Siyaset

Netanyahu da gitti. Demokratik ittifak İsrail yönetiminde

Geçtiğimiz Mayıs ayında Gazze’de Filistinlilerin evlerinin başına yıkıldığı operasyona ABD kamuoyu dahil uluslararası tepkiler kadar İsrail içinden de tepkiler yükseldi. (Fotoğraf: Twitter / Netanyahu)


İsrail Başbakanı Binyamin Netanyahu, kendisine karşı kurulan demokratik ittifakın baskısıyla 12 yıldır aralıksız sürdürdüğü görevini 13 Haziran itibarıyla bırakmak zorunda kaldı.
Sok dakika haberlerini okuyunca Netanyahu’nun ne tür bir siyasetçi olduğunu bütün çıplaklığıyla anlamamı sağlayan bir tablo gözümde yeniden canlandı.
Tel Aviv, Temmuz 2006. On Avrupa ülkesinden birer gazetecinin davetli olduğu bir tur için İsrail’deydim. (O zamanlar Türkiye gözü kapalı Avrupalı sayılıyordu.) 12 Temmuz sabaha karşı helikopter, uçak ve top atışı sesleriyle uyanmıştık Televizyonlar son dakika haberlerini veriyordu: İsrail, Lübnan’a girmişti. Başbakan Ehud Olmert, Hizbullah’ın attığı her füzeye karşı on füze atılması talimatı vermişti. Aklıma bir süre önce Lübnan’dayken bir taksi şoförünün sözleri gelmişti: “Mâfi İsrail, mâfi Hizbullah”. İsrail vurmasa Hizbullah kalmaz demek istiyordu.

Verilen Bilgiler:
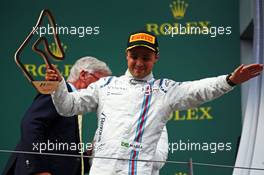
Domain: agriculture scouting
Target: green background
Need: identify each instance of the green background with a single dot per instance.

Alıştırma Yönergesi:
Netanyahu'nun görevi bırakmasını anlatan metinde "İsrail Başbakanı Binyamin" sözlerinden başlayıp aşağıya doğru "gözümde yeniden canlandı." sözlerine kadar uzanan bölümün tamamını kelimesi kelimesine yazın.

Yanıt:
İsrail Başbakanı Binyamin Netanyahu, kendisine karşı kurulan demokratik ittifakın baskısıyla 12 yıldır aralıksız sürdürdüğü görevini 13 Haziran itibarıyla bırakmak zorunda kaldı.
Sok dakika haberlerini okuyunca Netanyahu’nun ne tür bir siyasetçi olduğunu bütün çıplaklığıyla anlamamı sağlayan bir tablo gözümde yeniden canlandı.